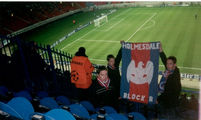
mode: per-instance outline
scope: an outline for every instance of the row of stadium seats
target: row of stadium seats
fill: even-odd
[[[9,93],[0,87],[1,96]],[[2,98],[2,97],[1,97]],[[119,114],[111,106],[95,108],[89,101],[73,102],[66,96],[49,97],[44,91],[33,98],[28,91],[13,93],[13,98],[6,102],[0,100],[0,118],[8,120],[145,120],[138,113]]]
[[[20,4],[20,6],[18,5]],[[48,5],[47,5],[48,4]],[[86,7],[83,3],[5,3],[0,6],[0,34],[12,33],[42,20]]]

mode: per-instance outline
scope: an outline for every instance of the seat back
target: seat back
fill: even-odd
[[[62,105],[70,105],[70,100],[66,96],[58,96],[56,98],[57,103],[61,103]]]
[[[32,104],[24,97],[15,97],[7,105],[12,107],[24,120],[29,120],[30,115],[34,113]]]
[[[84,119],[90,119],[89,112],[81,104],[72,104],[69,107],[72,114]]]
[[[45,106],[49,109],[56,109],[59,108],[57,102],[51,97],[45,97],[40,100],[40,105]]]
[[[17,93],[14,93],[14,96],[15,97],[25,97],[26,99],[28,99],[29,101],[32,100],[32,97],[30,95],[30,93],[28,91],[20,91],[20,92],[17,92]]]
[[[73,115],[66,110],[53,109],[45,114],[46,120],[75,120]]]
[[[92,112],[96,111],[94,106],[89,101],[81,101],[80,104],[83,105],[88,111]]]

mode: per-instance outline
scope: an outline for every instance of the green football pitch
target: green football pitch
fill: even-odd
[[[96,11],[96,15],[107,10]],[[197,19],[195,14],[198,15]],[[27,33],[25,39],[53,44],[81,24],[94,18],[93,12],[78,13]],[[73,25],[75,19],[77,24]],[[108,54],[116,55],[120,41],[160,41],[167,56],[174,55],[183,73],[201,73],[201,7],[121,8],[108,22],[76,32],[55,48],[75,54],[85,47],[92,63],[106,65]],[[160,61],[160,70],[164,70]]]

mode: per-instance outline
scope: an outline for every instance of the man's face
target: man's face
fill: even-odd
[[[108,64],[110,66],[114,66],[114,63],[115,63],[115,59],[114,58],[110,58],[109,61],[108,61]]]
[[[176,64],[171,59],[167,59],[166,67],[171,71],[175,69]]]
[[[108,75],[107,75],[107,70],[102,70],[100,71],[100,73],[98,74],[99,78],[103,81],[106,81],[107,78],[108,78]]]

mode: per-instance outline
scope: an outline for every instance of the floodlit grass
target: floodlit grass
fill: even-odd
[[[96,11],[96,15],[104,11]],[[116,55],[120,40],[161,41],[167,56],[174,55],[183,73],[201,73],[201,7],[122,8],[108,16],[101,27],[90,25],[64,40],[57,49],[74,54],[81,46],[95,64],[106,65],[108,54]],[[198,18],[195,19],[195,14]],[[79,13],[29,32],[26,39],[53,44],[94,18],[93,12]],[[72,24],[75,19],[77,25]],[[160,61],[161,64],[161,61]],[[162,64],[161,64],[162,65]],[[160,66],[160,70],[164,70]]]

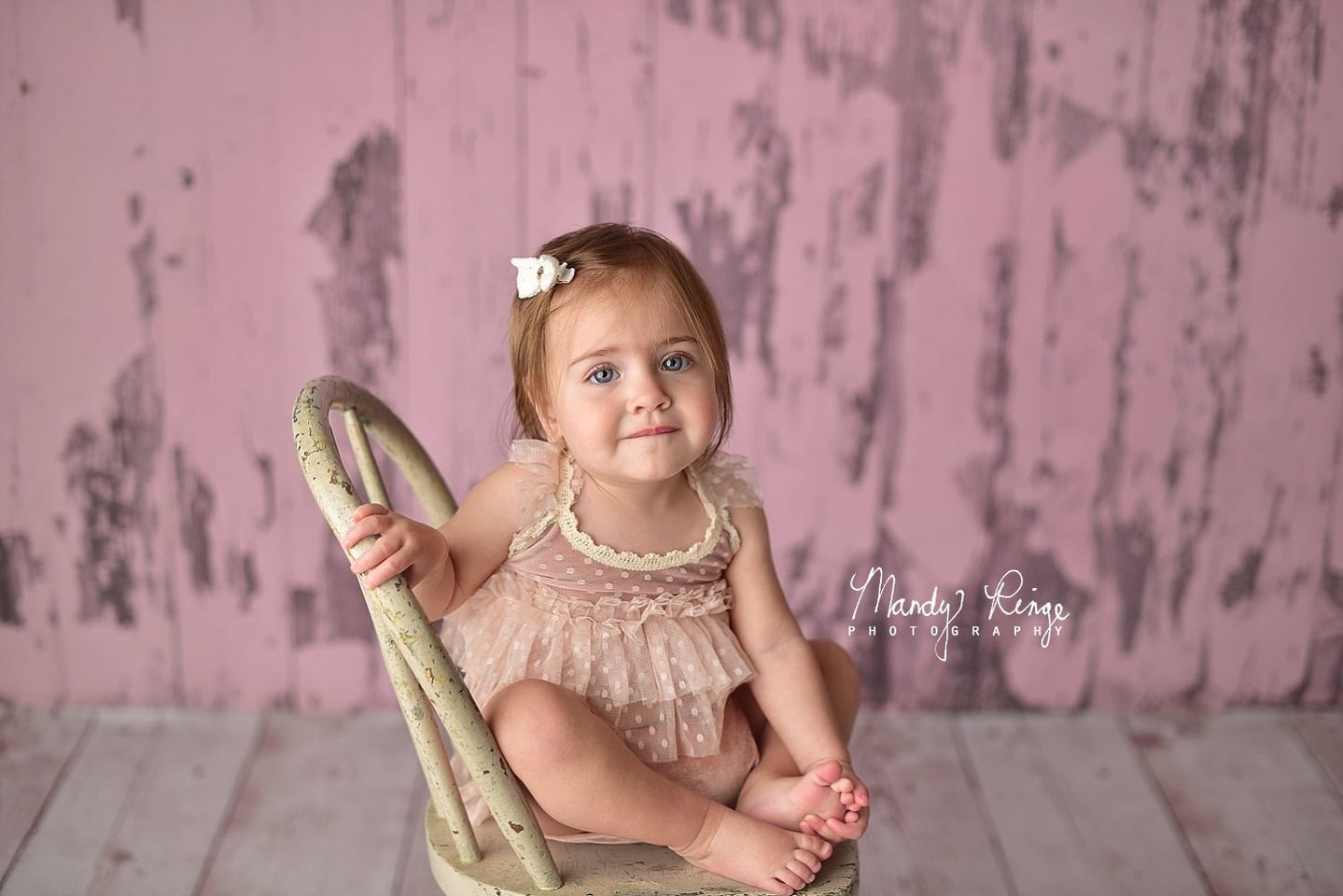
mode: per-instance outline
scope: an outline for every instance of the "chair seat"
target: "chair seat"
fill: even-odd
[[[536,885],[504,841],[493,818],[475,826],[482,858],[465,865],[457,860],[447,822],[424,809],[424,833],[434,880],[450,896],[536,896]],[[643,896],[645,893],[759,893],[744,889],[727,877],[690,865],[665,846],[649,844],[569,844],[548,841],[564,885],[544,891],[569,896]],[[821,873],[807,885],[807,896],[851,896],[858,884],[858,854],[849,841],[838,844]]]

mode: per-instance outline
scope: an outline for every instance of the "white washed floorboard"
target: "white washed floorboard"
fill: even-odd
[[[106,717],[103,712],[103,717]],[[91,896],[192,893],[257,744],[255,712],[161,716]]]
[[[269,716],[201,896],[391,893],[420,780],[399,712]]]
[[[85,893],[153,740],[154,716],[99,717],[4,879],[4,896]]]
[[[91,724],[87,709],[0,708],[0,879]]]

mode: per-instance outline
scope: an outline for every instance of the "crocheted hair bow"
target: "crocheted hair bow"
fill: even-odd
[[[555,255],[510,258],[509,261],[517,267],[518,298],[530,298],[544,293],[556,283],[568,283],[573,279],[573,269]]]

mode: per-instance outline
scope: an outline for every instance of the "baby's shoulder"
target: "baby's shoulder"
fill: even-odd
[[[741,454],[719,450],[700,467],[700,480],[719,506],[764,506],[764,492],[755,467]]]

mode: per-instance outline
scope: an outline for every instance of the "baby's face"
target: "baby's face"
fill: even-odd
[[[577,296],[547,322],[552,396],[540,408],[543,426],[586,472],[608,482],[680,476],[719,422],[704,347],[680,308],[637,301],[638,289],[616,282]],[[643,434],[650,429],[657,431]]]

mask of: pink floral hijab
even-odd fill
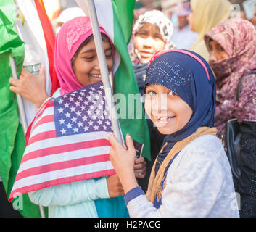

________________________

- _WORK TO BE COMPLETED_:
How many lines in the entries above contain the string "every", with case counting? Reply with the number only.

- _RESULT OF THE EXERCISE_:
10